Dataset rows
┌──
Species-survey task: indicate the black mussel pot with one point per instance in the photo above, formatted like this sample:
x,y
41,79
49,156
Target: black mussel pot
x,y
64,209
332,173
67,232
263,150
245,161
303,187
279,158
└──
SET EXERCISE.
Copy out the material above in its entirety. Every detail must match.

RESULT.
Species-survey task: indicate the black mussel pot with one point per instance in the photo above, formatted like this sample:
x,y
41,79
49,156
Target: black mussel pot
x,y
64,209
332,173
67,232
263,150
245,161
303,187
279,158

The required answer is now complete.